_Study text:_
Segment Open

Dream Scenario is a high-concept dark comedy about celebrity and cancel culture. It stars our old pal Nicolas Cage who, blame it on what you will – tax bills, divorce bills, the price of butter – has appeared in some abominable dreck down the years but has never turned in a boring performance. Mad, yes. Reckless, yes. Maximalist, always. But boring? Never. And he is wonderfully not-boring here. It’s certainly the most Nicolas Cage film since the last Nicolas Cage film, whenever that was. Plus it is entertaining. Mostly.
The film is directed by Kristoffer Borgli (Sick of Myself, also a satire on social-media fame) and stars Cage as Paul Matthews even if, when I first glanced at the poster, I thought it starred Paul Giamatti. But no, it’s Cage, rocking the latter-stages-of-male-pattern-baldness look. (The other thing you can’t say about our old pal is that he lacks commitment.) Interestingly, Matthews is a boring man. ‘Not memorable,’ is how someone describes him. He is a professor of evolutionary biology who puts his students to sleep and wears half-zip jumpers, and whose career, through no fault of his own, has stalled. He yearns to publish a book on his specialist subject – swarm behaviour; or ‘ant-elligence’ as he calls it – but is too chronically passive to actually research and write it even though he pines for recognition. (Be careful what you wish for.)
He is grippingly not-boring playing this boring man, bringing all his Cage-isms but also soul
He is all ego and no action, yet does, somewhat inexplicably, have a lovely, supportive wife (Julianne Nicholson). Then something weird happens. This being a Nic Cage film, there would have to be weirdness, and it’s this: people start to do a double take at Matthews on the street. Why? He’s turning up in their dreams.

Segment Closed

_What is required:_
Write out the passage of the Dream Scenario review between "The film is" and "you wish for.)", inclusive, reproducing its wording precisely.

[Entries in a dataset]

Segment Open

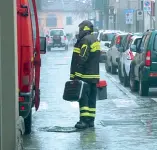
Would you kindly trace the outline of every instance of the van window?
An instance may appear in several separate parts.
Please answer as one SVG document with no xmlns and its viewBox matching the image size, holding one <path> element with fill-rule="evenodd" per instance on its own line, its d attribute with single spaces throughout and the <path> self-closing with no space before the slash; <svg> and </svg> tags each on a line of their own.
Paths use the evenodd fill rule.
<svg viewBox="0 0 157 150">
<path fill-rule="evenodd" d="M 54 36 L 54 35 L 64 36 L 63 30 L 51 30 L 50 36 Z"/>
<path fill-rule="evenodd" d="M 56 27 L 57 26 L 57 17 L 56 15 L 48 15 L 46 18 L 47 27 Z"/>
</svg>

Segment Closed

_Task answer:_
The film is directed by Kristoffer Borgli (Sick of Myself, also a satire on social-media fame) and stars Cage as Paul Matthews even if, when I first glanced at the poster, I thought it starred Paul Giamatti. But no, it’s Cage, rocking the latter-stages-of-male-pattern-baldness look. (The other thing you can’t say about our old pal is that he lacks commitment.) Interestingly, Matthews is a boring man. ‘Not memorable,’ is how someone describes him. He is a professor of evolutionary biology who puts his students to sleep and wears half-zip jumpers, and whose career, through no fault of his own, has stalled. He yearns to publish a book on his specialist subject – swarm behaviour; or ‘ant-elligence’ as he calls it – but is too chronically passive to actually research and write it even though he pines for recognition. (Be careful what you wish for.)